**What to do:** Switch "verify" to "check" in the stretch of entries from the line containing "I need to verify whether any sandy" through the line containing "xmin=0 ymin=176 xmax=326 ymax=300", leaving everything else unchanged. Give back only those lines.
— Begin Provided records —
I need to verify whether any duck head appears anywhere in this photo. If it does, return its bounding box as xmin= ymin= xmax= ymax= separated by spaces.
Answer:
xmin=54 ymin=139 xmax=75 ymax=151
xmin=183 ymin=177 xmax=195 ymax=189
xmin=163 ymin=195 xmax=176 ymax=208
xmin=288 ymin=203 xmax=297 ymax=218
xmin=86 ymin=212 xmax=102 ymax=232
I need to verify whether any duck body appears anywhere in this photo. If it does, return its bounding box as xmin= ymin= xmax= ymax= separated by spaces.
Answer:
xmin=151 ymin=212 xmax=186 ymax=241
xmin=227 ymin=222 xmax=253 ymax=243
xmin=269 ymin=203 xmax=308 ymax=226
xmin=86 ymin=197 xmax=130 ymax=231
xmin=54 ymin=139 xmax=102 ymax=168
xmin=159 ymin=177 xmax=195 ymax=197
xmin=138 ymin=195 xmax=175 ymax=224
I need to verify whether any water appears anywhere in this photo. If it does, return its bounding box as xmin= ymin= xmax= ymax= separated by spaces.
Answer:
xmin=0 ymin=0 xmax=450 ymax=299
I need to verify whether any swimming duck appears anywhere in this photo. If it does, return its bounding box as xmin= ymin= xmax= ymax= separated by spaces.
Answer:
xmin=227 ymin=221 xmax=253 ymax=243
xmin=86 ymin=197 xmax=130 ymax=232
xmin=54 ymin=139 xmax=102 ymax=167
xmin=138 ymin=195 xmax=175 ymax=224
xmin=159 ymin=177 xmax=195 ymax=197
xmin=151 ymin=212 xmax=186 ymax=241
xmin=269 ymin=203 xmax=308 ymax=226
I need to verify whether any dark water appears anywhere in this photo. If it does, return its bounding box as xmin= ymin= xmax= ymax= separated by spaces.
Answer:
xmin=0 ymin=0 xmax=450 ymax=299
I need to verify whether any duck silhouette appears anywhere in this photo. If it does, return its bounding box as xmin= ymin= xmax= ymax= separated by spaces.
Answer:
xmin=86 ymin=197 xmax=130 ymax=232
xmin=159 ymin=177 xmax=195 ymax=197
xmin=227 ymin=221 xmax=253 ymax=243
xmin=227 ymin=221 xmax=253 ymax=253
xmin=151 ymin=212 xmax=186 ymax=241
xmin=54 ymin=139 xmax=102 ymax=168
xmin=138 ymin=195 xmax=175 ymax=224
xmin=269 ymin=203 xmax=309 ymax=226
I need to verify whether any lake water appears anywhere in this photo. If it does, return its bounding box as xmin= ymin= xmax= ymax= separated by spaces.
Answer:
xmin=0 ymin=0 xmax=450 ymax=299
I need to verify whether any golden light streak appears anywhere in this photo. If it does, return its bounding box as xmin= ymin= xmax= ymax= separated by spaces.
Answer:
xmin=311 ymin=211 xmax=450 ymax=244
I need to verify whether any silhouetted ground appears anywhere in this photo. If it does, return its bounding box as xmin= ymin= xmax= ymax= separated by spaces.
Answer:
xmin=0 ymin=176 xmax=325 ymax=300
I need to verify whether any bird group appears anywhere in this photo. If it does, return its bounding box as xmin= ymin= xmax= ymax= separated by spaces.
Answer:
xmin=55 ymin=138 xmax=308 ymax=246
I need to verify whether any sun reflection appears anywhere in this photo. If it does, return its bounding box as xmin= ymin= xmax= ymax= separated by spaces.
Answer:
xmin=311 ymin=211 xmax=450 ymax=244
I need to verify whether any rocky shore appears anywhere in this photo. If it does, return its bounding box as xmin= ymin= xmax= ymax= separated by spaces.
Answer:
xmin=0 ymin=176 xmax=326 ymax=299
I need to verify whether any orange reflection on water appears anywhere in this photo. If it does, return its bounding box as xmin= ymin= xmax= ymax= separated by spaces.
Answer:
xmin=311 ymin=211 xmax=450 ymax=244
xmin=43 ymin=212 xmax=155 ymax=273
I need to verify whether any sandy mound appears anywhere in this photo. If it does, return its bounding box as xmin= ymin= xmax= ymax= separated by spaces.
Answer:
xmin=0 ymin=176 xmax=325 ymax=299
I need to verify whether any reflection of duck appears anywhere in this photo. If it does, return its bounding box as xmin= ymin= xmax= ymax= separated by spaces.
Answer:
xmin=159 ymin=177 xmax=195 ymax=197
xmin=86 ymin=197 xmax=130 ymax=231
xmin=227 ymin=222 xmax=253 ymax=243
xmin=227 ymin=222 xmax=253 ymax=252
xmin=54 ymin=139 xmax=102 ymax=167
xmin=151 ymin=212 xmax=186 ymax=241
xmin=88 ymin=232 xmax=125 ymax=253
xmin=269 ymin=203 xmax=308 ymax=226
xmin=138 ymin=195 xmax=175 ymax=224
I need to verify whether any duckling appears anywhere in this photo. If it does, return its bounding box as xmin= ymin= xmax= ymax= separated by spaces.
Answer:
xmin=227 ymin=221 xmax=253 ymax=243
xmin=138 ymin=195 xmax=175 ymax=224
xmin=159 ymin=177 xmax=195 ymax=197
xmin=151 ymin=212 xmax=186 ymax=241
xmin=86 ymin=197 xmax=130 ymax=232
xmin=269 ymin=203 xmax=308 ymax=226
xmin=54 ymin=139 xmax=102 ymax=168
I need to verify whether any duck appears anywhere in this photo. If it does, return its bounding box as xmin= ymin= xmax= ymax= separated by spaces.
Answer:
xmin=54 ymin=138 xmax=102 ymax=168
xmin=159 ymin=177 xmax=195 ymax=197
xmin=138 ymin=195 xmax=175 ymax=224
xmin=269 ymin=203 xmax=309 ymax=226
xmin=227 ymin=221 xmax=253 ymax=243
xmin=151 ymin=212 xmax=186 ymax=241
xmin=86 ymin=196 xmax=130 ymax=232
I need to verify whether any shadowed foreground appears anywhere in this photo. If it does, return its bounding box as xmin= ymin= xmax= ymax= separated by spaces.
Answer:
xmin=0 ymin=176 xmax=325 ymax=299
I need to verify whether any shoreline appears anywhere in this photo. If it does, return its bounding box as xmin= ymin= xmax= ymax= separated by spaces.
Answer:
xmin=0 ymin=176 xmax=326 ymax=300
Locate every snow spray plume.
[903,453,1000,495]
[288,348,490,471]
— End Provided records —
— Begin Provided records —
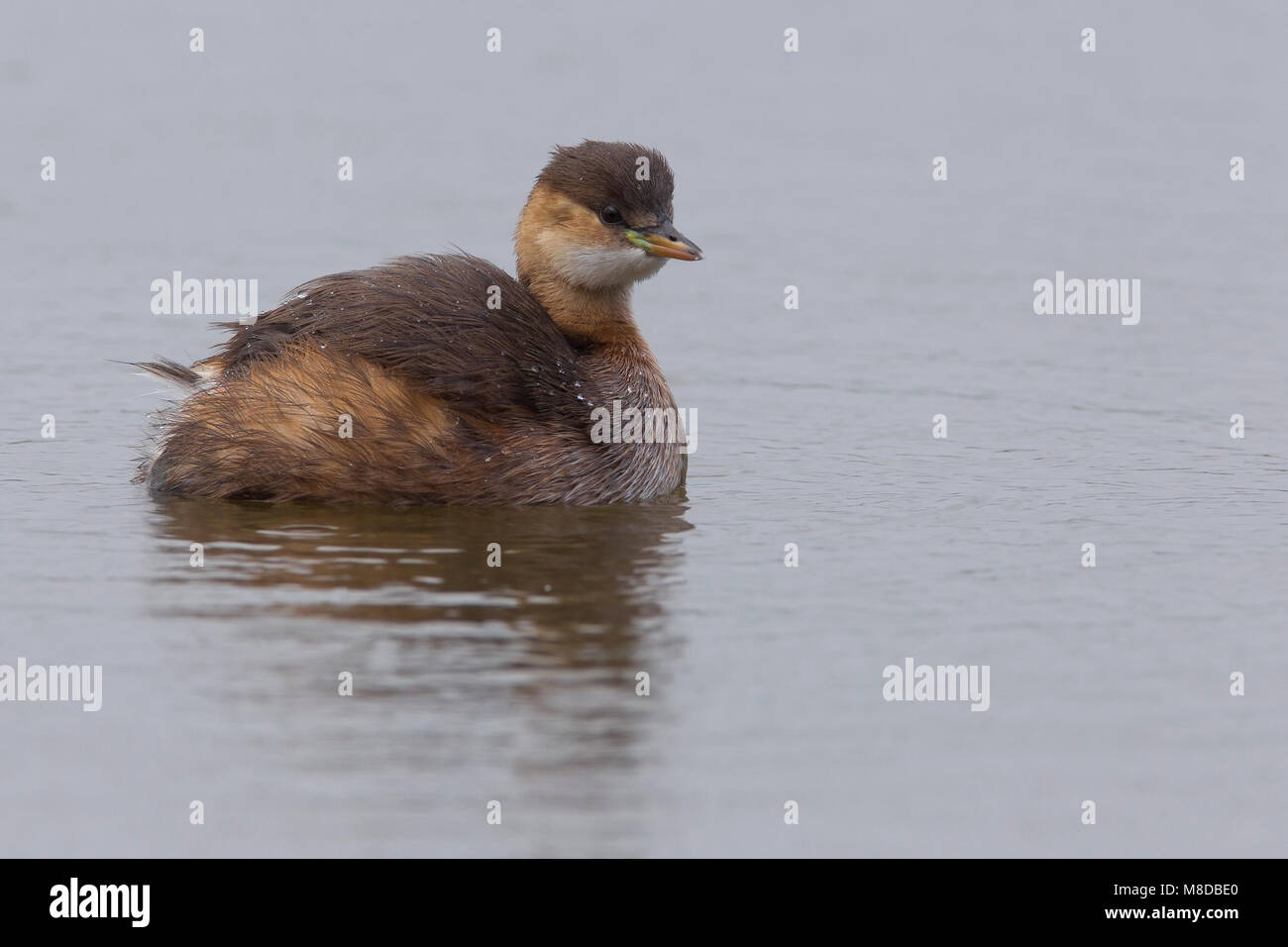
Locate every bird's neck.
— End Provided records —
**Final answer:**
I need to check whether any sandy mound appears anywhere in this photo. If it does, return its bounding box as xmin= ymin= xmax= ymax= separated by spaces.
Answer:
xmin=0 ymin=176 xmax=325 ymax=299
I need to check whether any reflection of duck appears anywhere in this photo. If it does, return its bounding box as xmin= ymin= xmax= ymax= separated by spaces.
Answer:
xmin=159 ymin=177 xmax=195 ymax=197
xmin=86 ymin=197 xmax=130 ymax=231
xmin=227 ymin=222 xmax=253 ymax=243
xmin=227 ymin=222 xmax=253 ymax=252
xmin=54 ymin=139 xmax=102 ymax=167
xmin=151 ymin=212 xmax=186 ymax=241
xmin=88 ymin=232 xmax=125 ymax=253
xmin=269 ymin=203 xmax=308 ymax=226
xmin=138 ymin=195 xmax=175 ymax=224
I need to check whether any duckling appears anywhere in this photo. If it does, return its bounding box as xmin= ymin= xmax= ymax= separated by spaces.
Answer:
xmin=227 ymin=221 xmax=253 ymax=243
xmin=138 ymin=195 xmax=175 ymax=224
xmin=159 ymin=177 xmax=195 ymax=197
xmin=151 ymin=212 xmax=186 ymax=241
xmin=86 ymin=197 xmax=130 ymax=232
xmin=269 ymin=203 xmax=308 ymax=226
xmin=54 ymin=139 xmax=102 ymax=168
I need to check whether any duck appears anywhere in this photo. If it does, return its bounding box as xmin= ymin= xmax= ymax= separated by spaces.
Answer:
xmin=54 ymin=138 xmax=102 ymax=168
xmin=159 ymin=177 xmax=195 ymax=197
xmin=138 ymin=195 xmax=175 ymax=224
xmin=269 ymin=203 xmax=309 ymax=226
xmin=227 ymin=221 xmax=253 ymax=243
xmin=151 ymin=212 xmax=186 ymax=241
xmin=86 ymin=196 xmax=130 ymax=232
I need to check whether any shadowed foreground appears anywhere in this photo. If it does, return its bounding box as xmin= ymin= xmax= ymax= separated by spaces.
Answer:
xmin=0 ymin=176 xmax=325 ymax=299
I need to check whether any shoreline appears anywhere in this photo. If it does, return its bounding box as xmin= ymin= xmax= ymax= separated by spaces.
Answer:
xmin=0 ymin=176 xmax=326 ymax=300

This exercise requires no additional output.